■ **Text excerpt**:
================================

Statue at the Plaza de Armas

After our seven-hour nap, Andreas and I were ready to hit the streets.  Thanks to Google Maps, we found ourselves a Starbucks (of course) near Plaza de Armas, the perfect place to start your adventures in the center of downtown Santiago.  Chilenos were out in full force on the gorgeous Saturday afternoon. There were street performers and street vendors selling artwork.   I told Andreas that I felt a lot safer carrying my camera in plain view of people than I did in Buenos Aires.  On several photography outings that I took in Buenos Aires, people (well-intentioned strangers) had warned me not to carry my camera so conspicuously.  There was a noticeable laid-back attitude among the crowds at Plaza de Armas – and it probably didn’t hurt that there was a visible presence of  Chilean police at what seemed like every city corner.

================================

Data listing:
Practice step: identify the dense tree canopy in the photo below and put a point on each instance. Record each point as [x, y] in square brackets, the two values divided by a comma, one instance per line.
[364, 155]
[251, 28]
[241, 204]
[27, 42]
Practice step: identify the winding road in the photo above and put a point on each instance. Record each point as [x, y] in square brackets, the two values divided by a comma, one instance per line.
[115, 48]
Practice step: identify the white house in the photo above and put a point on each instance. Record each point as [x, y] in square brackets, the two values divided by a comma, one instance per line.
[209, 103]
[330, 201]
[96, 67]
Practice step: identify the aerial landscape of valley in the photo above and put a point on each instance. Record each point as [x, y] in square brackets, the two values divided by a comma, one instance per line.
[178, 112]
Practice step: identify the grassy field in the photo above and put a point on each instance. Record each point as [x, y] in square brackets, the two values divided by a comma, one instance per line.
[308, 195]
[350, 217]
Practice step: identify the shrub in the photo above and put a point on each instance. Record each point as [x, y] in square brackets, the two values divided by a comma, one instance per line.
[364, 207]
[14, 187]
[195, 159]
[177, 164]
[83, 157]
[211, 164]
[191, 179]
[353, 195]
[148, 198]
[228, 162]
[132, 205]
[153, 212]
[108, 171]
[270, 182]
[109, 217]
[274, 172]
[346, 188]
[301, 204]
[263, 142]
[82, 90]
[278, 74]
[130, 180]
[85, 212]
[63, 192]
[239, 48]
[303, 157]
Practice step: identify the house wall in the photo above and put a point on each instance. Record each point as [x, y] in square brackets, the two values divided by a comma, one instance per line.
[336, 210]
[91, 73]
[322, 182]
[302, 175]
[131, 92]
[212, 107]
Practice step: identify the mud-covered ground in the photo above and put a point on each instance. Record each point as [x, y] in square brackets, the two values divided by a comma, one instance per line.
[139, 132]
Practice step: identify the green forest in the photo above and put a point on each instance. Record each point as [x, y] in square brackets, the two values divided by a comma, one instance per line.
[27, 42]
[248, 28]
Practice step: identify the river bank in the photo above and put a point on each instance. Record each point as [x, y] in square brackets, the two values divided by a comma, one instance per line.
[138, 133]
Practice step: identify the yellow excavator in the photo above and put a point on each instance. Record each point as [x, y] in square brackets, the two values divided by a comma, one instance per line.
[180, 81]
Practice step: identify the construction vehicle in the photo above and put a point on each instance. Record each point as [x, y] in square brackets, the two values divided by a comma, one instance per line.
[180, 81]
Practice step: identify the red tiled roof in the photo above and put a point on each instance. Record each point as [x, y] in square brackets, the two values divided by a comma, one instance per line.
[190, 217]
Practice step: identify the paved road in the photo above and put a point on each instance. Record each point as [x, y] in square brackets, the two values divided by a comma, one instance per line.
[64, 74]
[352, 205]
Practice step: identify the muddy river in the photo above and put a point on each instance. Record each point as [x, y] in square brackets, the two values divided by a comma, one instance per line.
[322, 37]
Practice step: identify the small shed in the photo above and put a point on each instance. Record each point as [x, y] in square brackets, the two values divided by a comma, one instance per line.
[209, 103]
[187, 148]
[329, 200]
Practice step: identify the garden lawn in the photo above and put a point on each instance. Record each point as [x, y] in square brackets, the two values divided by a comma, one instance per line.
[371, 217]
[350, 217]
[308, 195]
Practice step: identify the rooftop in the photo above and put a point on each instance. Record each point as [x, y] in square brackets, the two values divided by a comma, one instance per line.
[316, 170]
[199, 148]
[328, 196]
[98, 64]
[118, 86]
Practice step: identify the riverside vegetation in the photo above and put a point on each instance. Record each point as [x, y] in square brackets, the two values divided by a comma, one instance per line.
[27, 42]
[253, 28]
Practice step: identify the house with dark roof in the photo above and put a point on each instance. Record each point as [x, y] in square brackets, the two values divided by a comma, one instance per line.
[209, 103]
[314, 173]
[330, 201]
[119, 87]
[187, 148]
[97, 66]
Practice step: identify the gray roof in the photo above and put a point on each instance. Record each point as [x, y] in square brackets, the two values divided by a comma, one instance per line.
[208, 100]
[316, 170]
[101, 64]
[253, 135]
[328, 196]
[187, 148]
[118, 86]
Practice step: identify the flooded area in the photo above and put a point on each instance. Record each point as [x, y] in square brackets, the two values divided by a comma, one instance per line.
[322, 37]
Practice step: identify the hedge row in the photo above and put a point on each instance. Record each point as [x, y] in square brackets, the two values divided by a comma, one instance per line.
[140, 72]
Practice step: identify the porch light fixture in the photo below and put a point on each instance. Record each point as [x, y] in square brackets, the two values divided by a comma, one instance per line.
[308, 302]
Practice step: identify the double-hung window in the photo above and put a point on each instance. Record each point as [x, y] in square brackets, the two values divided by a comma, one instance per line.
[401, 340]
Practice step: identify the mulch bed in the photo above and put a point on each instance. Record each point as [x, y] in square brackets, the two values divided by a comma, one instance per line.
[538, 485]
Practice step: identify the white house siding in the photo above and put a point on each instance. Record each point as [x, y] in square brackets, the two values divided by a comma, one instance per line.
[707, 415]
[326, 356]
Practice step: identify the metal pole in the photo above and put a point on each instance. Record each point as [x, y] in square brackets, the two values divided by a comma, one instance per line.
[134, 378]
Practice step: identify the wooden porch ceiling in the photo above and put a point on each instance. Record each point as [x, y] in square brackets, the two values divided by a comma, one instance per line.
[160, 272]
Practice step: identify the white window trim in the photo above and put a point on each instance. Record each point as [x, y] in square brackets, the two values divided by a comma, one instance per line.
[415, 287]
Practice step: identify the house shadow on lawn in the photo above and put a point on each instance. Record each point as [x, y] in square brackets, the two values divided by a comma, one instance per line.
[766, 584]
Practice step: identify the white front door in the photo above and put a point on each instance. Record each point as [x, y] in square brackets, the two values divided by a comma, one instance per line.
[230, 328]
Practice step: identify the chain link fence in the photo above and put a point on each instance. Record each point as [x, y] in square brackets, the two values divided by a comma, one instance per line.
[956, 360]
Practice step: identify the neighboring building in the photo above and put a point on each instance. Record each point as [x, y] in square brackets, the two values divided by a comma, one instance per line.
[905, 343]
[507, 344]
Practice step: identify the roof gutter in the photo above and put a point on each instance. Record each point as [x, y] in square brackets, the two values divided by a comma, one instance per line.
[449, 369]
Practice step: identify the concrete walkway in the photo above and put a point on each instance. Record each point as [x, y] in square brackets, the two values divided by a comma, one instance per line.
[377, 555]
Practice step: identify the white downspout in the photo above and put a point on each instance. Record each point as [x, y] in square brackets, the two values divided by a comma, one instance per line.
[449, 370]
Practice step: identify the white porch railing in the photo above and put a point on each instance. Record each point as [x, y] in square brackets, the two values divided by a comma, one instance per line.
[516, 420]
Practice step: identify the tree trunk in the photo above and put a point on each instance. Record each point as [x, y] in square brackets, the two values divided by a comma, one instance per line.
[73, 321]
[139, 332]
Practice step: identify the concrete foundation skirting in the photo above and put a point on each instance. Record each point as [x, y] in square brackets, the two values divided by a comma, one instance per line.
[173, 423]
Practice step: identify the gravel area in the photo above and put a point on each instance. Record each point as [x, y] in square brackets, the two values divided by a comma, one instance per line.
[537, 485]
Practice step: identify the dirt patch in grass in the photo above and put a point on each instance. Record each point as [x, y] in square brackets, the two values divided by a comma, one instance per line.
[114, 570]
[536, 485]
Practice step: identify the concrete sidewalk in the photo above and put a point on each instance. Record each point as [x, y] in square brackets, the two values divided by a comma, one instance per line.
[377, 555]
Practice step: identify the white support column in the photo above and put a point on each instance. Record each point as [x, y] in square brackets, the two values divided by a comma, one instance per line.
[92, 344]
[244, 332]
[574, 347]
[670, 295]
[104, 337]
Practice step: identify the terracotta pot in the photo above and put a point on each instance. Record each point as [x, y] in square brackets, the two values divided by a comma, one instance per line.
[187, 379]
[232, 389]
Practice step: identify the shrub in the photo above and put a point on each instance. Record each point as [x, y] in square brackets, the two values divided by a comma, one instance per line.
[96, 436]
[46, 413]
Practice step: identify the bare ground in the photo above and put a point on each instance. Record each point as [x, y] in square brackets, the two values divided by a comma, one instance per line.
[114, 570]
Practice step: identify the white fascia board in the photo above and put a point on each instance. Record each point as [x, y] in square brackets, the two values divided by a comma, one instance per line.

================================

■ **Task statement**: Copy word for word the passage of the Plaza de Armas text from "Statue at the" up to and including "every city corner.".

■ **Complete response**:
Statue at the Plaza de Armas

After our seven-hour nap, Andreas and I were ready to hit the streets.  Thanks to Google Maps, we found ourselves a Starbucks (of course) near Plaza de Armas, the perfect place to start your adventures in the center of downtown Santiago.  Chilenos were out in full force on the gorgeous Saturday afternoon. There were street performers and street vendors selling artwork.   I told Andreas that I felt a lot safer carrying my camera in plain view of people than I did in Buenos Aires.  On several photography outings that I took in Buenos Aires, people (well-intentioned strangers) had warned me not to carry my camera so conspicuously.  There was a noticeable laid-back attitude among the crowds at Plaza de Armas – and it probably didn’t hurt that there was a visible presence of  Chilean police at what seemed like every city corner.